Copy out every line of the entries from the line containing "the distant white" through the end of the entries, inclusive. Add 116 to each coordinate in the answers and leave all other lines unchanged.

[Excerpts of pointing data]
=======
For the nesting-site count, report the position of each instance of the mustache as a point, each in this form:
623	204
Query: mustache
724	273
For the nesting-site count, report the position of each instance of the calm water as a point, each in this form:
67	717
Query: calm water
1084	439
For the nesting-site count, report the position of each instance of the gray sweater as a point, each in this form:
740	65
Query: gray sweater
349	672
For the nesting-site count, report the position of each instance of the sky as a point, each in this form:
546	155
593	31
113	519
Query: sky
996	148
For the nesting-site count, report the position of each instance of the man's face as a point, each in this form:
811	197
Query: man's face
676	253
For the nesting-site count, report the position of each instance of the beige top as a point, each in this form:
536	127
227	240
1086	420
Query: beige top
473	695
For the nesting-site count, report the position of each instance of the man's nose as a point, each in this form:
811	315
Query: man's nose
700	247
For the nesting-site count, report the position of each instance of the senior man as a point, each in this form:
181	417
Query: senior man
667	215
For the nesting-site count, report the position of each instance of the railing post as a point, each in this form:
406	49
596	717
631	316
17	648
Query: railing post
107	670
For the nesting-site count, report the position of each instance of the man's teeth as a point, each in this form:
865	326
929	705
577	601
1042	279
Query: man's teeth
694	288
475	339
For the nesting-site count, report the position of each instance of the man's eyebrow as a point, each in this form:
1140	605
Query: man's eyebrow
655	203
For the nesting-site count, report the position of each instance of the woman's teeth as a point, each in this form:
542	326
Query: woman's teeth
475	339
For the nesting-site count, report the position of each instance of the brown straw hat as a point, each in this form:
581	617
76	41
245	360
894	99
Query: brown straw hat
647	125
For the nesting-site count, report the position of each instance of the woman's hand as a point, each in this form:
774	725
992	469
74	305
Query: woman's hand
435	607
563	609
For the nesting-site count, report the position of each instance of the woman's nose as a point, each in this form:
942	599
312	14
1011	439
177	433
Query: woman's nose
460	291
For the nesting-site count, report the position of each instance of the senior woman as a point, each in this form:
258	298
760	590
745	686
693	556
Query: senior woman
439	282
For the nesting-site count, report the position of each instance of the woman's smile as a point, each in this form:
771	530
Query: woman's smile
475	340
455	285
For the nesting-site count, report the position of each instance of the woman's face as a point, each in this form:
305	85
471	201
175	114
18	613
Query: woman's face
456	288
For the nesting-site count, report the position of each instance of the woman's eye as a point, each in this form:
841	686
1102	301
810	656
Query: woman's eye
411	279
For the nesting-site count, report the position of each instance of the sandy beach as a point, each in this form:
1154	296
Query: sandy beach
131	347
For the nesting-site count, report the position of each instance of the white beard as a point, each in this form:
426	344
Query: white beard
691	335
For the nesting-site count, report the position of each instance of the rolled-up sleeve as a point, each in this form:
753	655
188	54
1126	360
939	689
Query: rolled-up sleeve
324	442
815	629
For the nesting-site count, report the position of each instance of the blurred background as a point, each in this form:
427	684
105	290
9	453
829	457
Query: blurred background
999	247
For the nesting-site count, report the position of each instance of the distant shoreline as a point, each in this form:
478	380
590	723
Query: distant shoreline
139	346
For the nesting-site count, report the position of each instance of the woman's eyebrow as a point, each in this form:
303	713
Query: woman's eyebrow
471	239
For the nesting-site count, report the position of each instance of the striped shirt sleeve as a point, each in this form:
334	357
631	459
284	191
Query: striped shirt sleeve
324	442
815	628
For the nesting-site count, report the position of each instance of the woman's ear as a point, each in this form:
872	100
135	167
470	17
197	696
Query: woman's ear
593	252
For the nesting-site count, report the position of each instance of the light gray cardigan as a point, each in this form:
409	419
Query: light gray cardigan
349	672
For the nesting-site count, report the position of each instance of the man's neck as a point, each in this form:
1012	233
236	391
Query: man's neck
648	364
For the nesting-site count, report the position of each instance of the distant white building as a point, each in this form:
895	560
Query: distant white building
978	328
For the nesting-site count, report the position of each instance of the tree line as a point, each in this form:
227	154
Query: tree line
=======
COMPLETE RESPONSE —
For the nesting-site count, report the position of each instance of the distant white building as a point, each in this form:
895	560
Query: distant white building
1094	444
For the nesting-site count, report the position of each instance of the tree line as a point, each in this form:
227	154
Query: tree line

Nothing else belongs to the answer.